**TASK PROMPT:** Output the records exactly as they appear, with no pictures included.

━━━━━━━━━━

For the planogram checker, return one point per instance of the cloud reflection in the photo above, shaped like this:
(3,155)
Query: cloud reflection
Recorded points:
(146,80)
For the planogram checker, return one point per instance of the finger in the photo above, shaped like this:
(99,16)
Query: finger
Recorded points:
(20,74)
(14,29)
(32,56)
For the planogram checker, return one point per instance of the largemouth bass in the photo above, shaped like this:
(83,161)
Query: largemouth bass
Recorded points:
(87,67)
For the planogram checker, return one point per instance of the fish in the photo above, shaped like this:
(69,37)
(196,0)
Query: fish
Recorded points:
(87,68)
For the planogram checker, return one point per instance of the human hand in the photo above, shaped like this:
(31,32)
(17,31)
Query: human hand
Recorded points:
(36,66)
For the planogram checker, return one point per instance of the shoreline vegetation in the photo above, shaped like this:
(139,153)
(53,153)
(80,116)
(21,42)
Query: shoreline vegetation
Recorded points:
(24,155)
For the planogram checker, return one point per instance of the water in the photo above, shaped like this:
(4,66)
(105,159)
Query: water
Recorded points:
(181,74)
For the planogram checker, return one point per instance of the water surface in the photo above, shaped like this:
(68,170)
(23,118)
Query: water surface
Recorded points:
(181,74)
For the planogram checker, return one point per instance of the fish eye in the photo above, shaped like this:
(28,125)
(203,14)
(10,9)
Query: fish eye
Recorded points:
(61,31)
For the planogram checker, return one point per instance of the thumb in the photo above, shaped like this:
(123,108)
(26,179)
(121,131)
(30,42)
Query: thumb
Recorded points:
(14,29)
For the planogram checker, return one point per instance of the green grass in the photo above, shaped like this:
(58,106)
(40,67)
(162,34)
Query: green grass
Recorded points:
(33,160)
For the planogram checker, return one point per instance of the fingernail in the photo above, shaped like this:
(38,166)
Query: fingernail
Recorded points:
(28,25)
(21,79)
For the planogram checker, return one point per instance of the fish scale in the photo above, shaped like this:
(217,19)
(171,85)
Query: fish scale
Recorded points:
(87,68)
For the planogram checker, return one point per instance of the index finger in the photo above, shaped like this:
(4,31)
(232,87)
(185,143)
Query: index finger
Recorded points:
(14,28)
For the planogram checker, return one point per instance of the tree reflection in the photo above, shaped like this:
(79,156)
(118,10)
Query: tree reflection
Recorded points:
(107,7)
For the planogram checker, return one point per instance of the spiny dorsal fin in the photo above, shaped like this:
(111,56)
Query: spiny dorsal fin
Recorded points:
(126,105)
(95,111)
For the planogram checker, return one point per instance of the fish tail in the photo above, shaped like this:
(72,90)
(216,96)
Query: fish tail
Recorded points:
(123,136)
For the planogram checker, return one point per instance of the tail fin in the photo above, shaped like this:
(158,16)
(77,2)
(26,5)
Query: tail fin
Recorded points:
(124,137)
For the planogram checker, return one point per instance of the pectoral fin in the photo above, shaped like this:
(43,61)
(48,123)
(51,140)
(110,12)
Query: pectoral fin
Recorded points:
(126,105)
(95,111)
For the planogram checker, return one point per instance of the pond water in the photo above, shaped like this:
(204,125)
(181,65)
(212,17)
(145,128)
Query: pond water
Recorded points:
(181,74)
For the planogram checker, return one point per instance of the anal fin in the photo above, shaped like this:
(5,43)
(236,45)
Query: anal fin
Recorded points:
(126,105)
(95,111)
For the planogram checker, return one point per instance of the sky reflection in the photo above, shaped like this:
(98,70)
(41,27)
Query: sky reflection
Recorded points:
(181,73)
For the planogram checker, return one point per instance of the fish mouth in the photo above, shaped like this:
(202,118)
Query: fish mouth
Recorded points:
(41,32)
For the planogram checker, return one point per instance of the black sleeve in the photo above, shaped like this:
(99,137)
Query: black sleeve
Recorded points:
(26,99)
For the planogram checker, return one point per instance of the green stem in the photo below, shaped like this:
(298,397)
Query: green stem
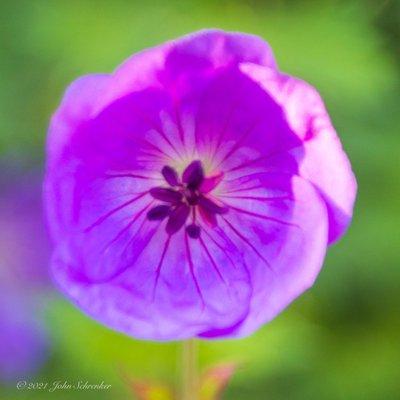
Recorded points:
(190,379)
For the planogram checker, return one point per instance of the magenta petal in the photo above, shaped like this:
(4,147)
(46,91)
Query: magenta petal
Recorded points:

━━━━━━━━━━

**WRITTEN SOLUTION:**
For the planogram checker, return one point per instance of the cloud reflection in the photo above, shaped like this:
(3,155)
Query: cloud reflection
Recorded points:
(146,80)
For the planogram checker, return one point per instance of the finger in the photo above, shaped like this:
(99,16)
Query: finger
Recorded points:
(20,74)
(14,29)
(32,56)
For the planogram checker, return one point per instance of the largemouth bass in the photo above, shaped like this:
(83,161)
Query: largemouth bass
Recorded points:
(87,67)
For the planogram checker, return one point per instance of the fish in the photo above, shaped like this:
(69,37)
(196,0)
Query: fish
Recorded points:
(87,68)
For the planogram checker, return one point per instance of the human hand in the photo above, shaped like this:
(31,32)
(17,31)
Query: human hand
Recorded points:
(36,66)
For the planogram checker, return one point per instance of the shoreline vegetation in the photo above, shaped like this:
(139,153)
(53,153)
(80,116)
(21,42)
Query: shoreline vegetation
Recorded points:
(24,155)
For the planogram checker, return one point per instance of the water in the photo above, shaped like this:
(4,66)
(105,159)
Query: water
Recorded points:
(181,74)
For the planogram checker, return one point per instance of the water surface in the photo above, shaped like this:
(68,170)
(23,118)
Query: water surface
Recorded points:
(181,74)
For the planogram checker, return one point per instance of the fish eye in the photo above, shaped like this:
(28,125)
(203,14)
(10,9)
Query: fish eye
Recorded points:
(61,31)
For the planogram checker, return one point per instance of the thumb in the photo above, shaped like this:
(123,108)
(26,179)
(121,131)
(30,42)
Query: thumb
Recorded points:
(14,29)
For the planogram checker, return one point per instance of the green grass in the photo above, shaped like this:
(58,106)
(40,67)
(162,34)
Query: green grass
Recorded points:
(33,160)
For the planogram checker, return one point per instance of the fingernail in the photo above, shaped like this:
(38,166)
Query: fingernail
Recorded points:
(28,25)
(21,79)
For the planogram checker, return one point per instance of the fish scale in the photo above, shaped like this:
(217,19)
(171,85)
Query: fish scale
Recorded points:
(87,68)
For the planogram checker, return one point per instance of the index finger in the photo above, shaped like this:
(4,31)
(232,87)
(185,143)
Query: index finger
Recorded points:
(14,28)
For the planogram checker, return one point per instance of the tree reflection in the photo above, shaped like this:
(79,156)
(118,10)
Query: tree reflection
Recorded points:
(107,7)
For the planogram checker, return one point per instance of the spiny dorsal fin in the photo above, shaped like this:
(111,56)
Query: spiny dorsal fin
Recorded points:
(126,105)
(95,111)
For the planogram checker, return one point per instance of the fish tail in the photo above, shaped like this:
(72,90)
(216,96)
Query: fish tail
Recorded points:
(123,136)
For the planogram checker, return one point per instance of the tail fin in the photo above, shaped like this:
(158,16)
(77,2)
(26,5)
Query: tail fin
Recorded points:
(124,137)
For the planogram checker, return one point per instance of the pectoral fin in the photo above, shaped like this:
(43,61)
(48,123)
(51,140)
(110,12)
Query: pectoral fin
Recorded points:
(126,105)
(95,111)
For the planogram checker, return one point per instance of the pond water in the photo above, shaped like this:
(204,125)
(181,65)
(212,17)
(145,128)
Query: pond water
Recorded points:
(181,74)
For the planogram checker, return one point per instance of the anal fin in the photo above, shaped like this:
(5,43)
(236,45)
Query: anal fin
Recorded points:
(126,105)
(95,111)
For the planogram checker, return one point per instance of the sky reflection in the photo above, shaped like this:
(98,70)
(41,27)
Query: sky reflection
Recorded points:
(181,73)
For the planogram checker, return one point per instance of the fish mouth in the photo above, shaped like this:
(202,118)
Query: fish mouth
Recorded points:
(41,32)
For the planogram checker, return one point per instance of the black sleeve in the photo above, shaped like this:
(99,137)
Query: black sleeve
Recorded points:
(26,99)
For the planogram checker, return one point per instance of the green stem in the photo below, shaped like this:
(298,397)
Query: green stem
Recorded points:
(190,379)
For the planogram checker, return one point per instance of the magenta petal in the photo above, shaped like this:
(4,147)
(46,91)
Query: magenta petal
Recorded points:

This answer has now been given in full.